DIRECTIONS FOR THIS TASK >> Rewrite all of the entries below, switching every "container" to "crate" and keeping everything else the same. Omit the pictures from your version.

INFORMATION SHOWN >>
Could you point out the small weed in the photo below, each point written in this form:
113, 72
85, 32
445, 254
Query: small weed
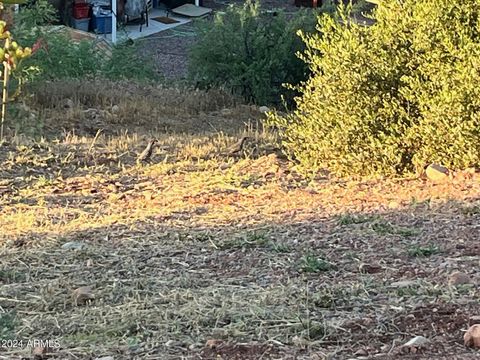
313, 264
415, 203
43, 181
7, 325
385, 228
251, 239
349, 219
8, 276
280, 247
471, 210
423, 251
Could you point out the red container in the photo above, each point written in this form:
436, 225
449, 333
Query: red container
80, 10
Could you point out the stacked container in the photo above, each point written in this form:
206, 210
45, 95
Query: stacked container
81, 12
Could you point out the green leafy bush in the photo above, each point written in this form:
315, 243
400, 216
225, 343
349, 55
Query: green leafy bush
393, 97
250, 52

REPLY >>
Could you point out the small weed in the photo below, each point written in this form:
113, 72
85, 32
445, 254
Query: small weed
313, 264
415, 203
43, 181
7, 325
385, 228
251, 239
349, 219
8, 276
280, 247
471, 210
423, 251
Could you point out the red crate in the photo above, each point written in this form:
436, 225
449, 333
Query: red crate
80, 10
Could you point out the stacked crate in the photo above, each point written in this form:
206, 210
45, 95
Query: stacked crate
81, 12
Could you point out the green leafy bush in the photo above, each point written in this form:
315, 243
400, 216
225, 343
349, 55
Query: green leafy bush
393, 97
250, 52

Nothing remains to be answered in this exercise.